Set out part of the material below as a JSON list of strings, one string per line, with blank lines omitted. Include only the lines from the one containing "point: the orange" through the final line of the material, both ends included.

— RECORDS SUPPLIED —
***

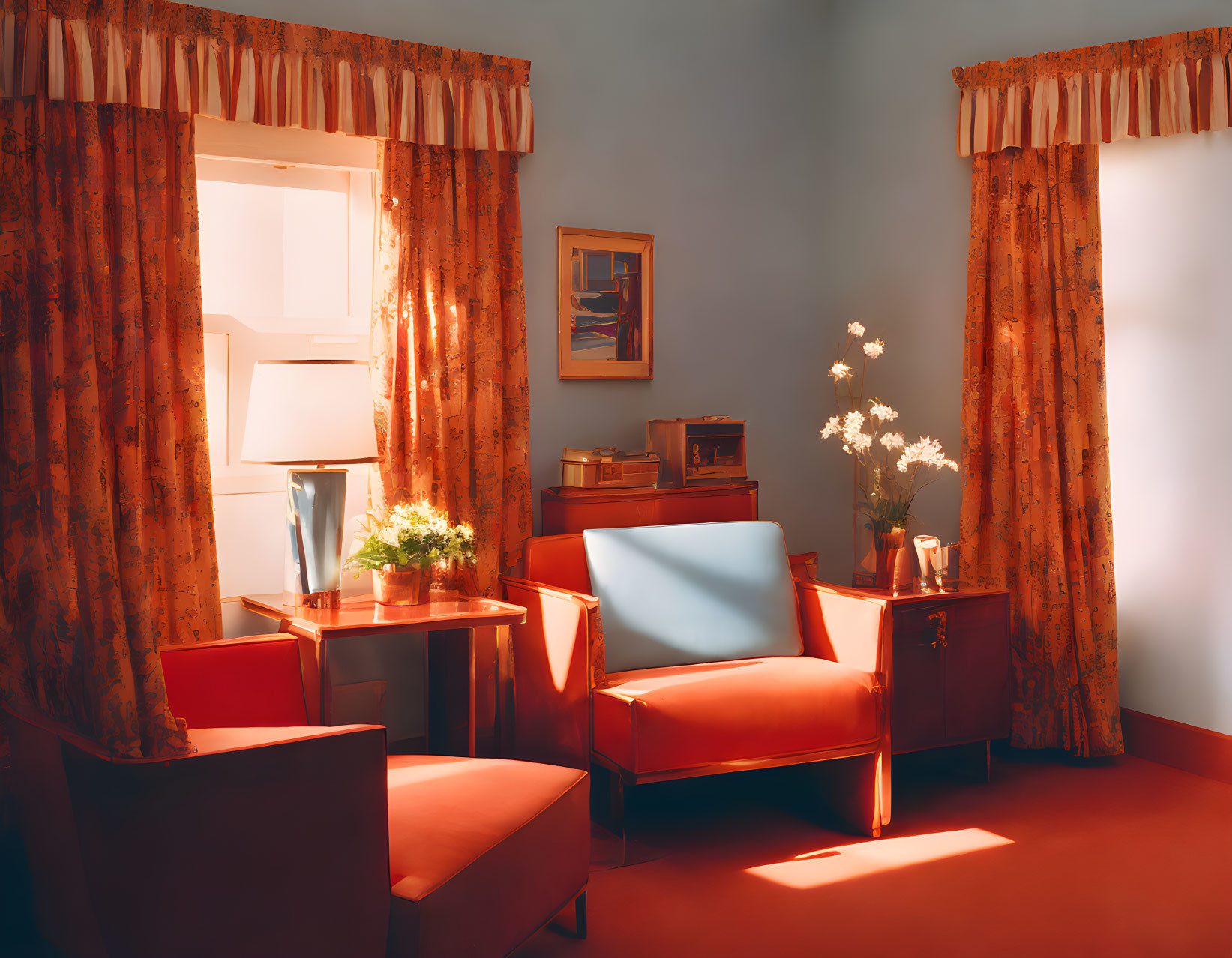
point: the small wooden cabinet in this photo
(950, 676)
(572, 510)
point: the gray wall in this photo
(697, 122)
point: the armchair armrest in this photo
(845, 628)
(552, 672)
(804, 564)
(277, 835)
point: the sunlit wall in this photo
(1167, 218)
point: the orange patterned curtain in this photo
(448, 344)
(1141, 88)
(1036, 511)
(105, 496)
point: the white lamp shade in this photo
(310, 413)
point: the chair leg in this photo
(580, 915)
(856, 791)
(580, 919)
(607, 799)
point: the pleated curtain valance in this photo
(1142, 88)
(195, 61)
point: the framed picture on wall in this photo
(605, 304)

***

— REPLY —
[
  "point: the orange patterned curtain in this photo",
  "(448, 344)",
  "(1141, 88)",
  "(1036, 511)",
  "(105, 496)",
  "point: the white lamp shade in this photo",
  "(310, 413)",
  "point: the chair leg in this photo",
  "(580, 915)",
  "(856, 791)",
  "(580, 919)",
  "(607, 799)",
  "point: the pleated curtain valance in this photo",
  "(1142, 88)",
  "(195, 61)",
  "point: the framed picture on wall in this photo",
  "(605, 304)"
]